Supplied records Start Marker
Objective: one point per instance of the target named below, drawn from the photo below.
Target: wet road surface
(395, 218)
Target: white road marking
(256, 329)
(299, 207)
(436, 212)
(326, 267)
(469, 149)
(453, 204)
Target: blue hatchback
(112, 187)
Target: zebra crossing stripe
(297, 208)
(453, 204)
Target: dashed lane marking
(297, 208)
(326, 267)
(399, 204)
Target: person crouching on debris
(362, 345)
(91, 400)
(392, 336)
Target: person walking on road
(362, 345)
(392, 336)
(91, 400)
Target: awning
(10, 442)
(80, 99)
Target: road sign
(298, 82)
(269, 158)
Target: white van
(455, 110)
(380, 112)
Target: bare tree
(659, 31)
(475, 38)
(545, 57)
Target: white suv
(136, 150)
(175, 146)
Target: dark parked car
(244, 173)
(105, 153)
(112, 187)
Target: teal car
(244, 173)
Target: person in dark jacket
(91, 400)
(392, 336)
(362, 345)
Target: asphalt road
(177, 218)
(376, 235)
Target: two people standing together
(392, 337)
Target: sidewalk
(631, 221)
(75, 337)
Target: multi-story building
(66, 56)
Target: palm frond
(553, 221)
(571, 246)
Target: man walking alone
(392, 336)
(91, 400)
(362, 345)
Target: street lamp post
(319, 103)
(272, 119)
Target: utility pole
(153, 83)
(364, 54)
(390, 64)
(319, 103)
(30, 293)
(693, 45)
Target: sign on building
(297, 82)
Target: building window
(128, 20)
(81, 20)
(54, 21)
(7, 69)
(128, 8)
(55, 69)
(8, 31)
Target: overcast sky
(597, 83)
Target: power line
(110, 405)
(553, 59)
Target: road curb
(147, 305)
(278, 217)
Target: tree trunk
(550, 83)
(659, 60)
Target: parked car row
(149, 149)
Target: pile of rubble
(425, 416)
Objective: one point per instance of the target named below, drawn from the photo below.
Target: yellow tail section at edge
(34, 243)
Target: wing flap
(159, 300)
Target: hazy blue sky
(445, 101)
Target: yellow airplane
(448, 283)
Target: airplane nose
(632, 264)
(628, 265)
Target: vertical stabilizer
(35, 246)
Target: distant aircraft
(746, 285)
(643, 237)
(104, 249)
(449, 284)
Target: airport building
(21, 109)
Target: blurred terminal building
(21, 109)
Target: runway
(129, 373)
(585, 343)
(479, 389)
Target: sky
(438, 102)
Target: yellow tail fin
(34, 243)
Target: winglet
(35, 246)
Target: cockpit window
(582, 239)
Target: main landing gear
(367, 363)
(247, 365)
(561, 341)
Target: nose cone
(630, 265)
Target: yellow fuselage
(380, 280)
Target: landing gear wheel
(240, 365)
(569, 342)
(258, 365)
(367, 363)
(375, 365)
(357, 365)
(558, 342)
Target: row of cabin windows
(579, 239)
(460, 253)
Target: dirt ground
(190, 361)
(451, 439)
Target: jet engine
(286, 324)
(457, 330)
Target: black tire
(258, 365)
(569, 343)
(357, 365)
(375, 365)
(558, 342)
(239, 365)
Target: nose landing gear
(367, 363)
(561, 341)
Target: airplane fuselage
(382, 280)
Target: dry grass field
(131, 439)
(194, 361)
Supplied records End Marker
● **What needs to be done**
This calls for an exact transcription of every entry above.

● **Solution to this exercise**
Objective: one point per instance of the target named below, drawn from the photo below.
Target: wet road surface
(395, 218)
Target: white road marking
(256, 329)
(299, 207)
(436, 212)
(326, 267)
(469, 149)
(453, 204)
Target: blue hatchback
(112, 187)
Target: zebra crossing stripe
(297, 208)
(453, 204)
Target: dashed lane marking
(297, 208)
(326, 267)
(399, 204)
Target: person crouching on debris
(362, 345)
(91, 400)
(392, 336)
Target: person walking on road
(362, 345)
(392, 336)
(91, 400)
Target: awning
(10, 442)
(80, 99)
Target: road sign
(298, 82)
(269, 158)
Target: white van
(455, 110)
(380, 112)
Target: bare tree
(659, 31)
(475, 38)
(545, 57)
Target: white suv
(136, 150)
(175, 146)
Target: dark parked car
(244, 173)
(105, 153)
(112, 187)
Target: teal car
(244, 173)
Target: person in dark jacket
(91, 400)
(392, 336)
(362, 345)
Target: asphalt road
(177, 218)
(376, 235)
Target: two people standing together
(392, 337)
Target: sidewalk
(631, 221)
(75, 337)
Target: multi-story building
(66, 56)
Target: palm frond
(553, 221)
(571, 246)
Target: man walking alone
(392, 336)
(91, 400)
(362, 345)
Target: street lamp post
(319, 103)
(272, 119)
Target: utility pole
(153, 83)
(364, 54)
(390, 64)
(319, 103)
(30, 293)
(693, 45)
Target: sign on building
(297, 82)
Target: building window
(128, 20)
(81, 20)
(54, 21)
(7, 69)
(128, 8)
(55, 69)
(8, 31)
Target: overcast sky
(597, 83)
Target: power line
(110, 405)
(553, 59)
Target: road curb
(147, 305)
(278, 217)
Target: tree trunk
(550, 83)
(659, 60)
Target: parked car row
(149, 149)
Target: pile of rubble
(425, 416)
Objective: one point per instance of the target named below, drawn from the photo below.
Target: yellow tail section at edge
(34, 243)
Target: wing flap
(159, 300)
Target: hazy blue sky
(445, 101)
Target: yellow airplane
(448, 283)
Target: airplane nose
(632, 264)
(628, 265)
Target: vertical stabilizer
(35, 246)
Target: distant aircraft
(746, 285)
(643, 237)
(104, 249)
(449, 284)
Target: airport building
(21, 109)
Target: blurred terminal building
(21, 109)
Target: runway
(129, 373)
(585, 343)
(479, 389)
Target: sky
(438, 102)
Target: yellow tail fin
(34, 243)
Target: winglet
(35, 246)
Target: cockpit window
(582, 239)
Target: main landing gear
(367, 363)
(247, 365)
(561, 341)
Target: nose cone
(630, 265)
Target: yellow fuselage
(380, 280)
Target: landing gear wheel
(240, 365)
(569, 342)
(258, 365)
(367, 363)
(375, 365)
(357, 365)
(558, 342)
Target: row of cabin windows
(579, 239)
(460, 253)
Target: dirt ground
(190, 361)
(451, 439)
Target: jet engine
(286, 324)
(457, 330)
Target: black tire
(258, 365)
(569, 343)
(357, 365)
(375, 365)
(558, 342)
(239, 365)
Target: nose landing gear
(367, 363)
(561, 341)
Target: airplane fuselage
(382, 280)
Target: dry grass field
(131, 439)
(194, 361)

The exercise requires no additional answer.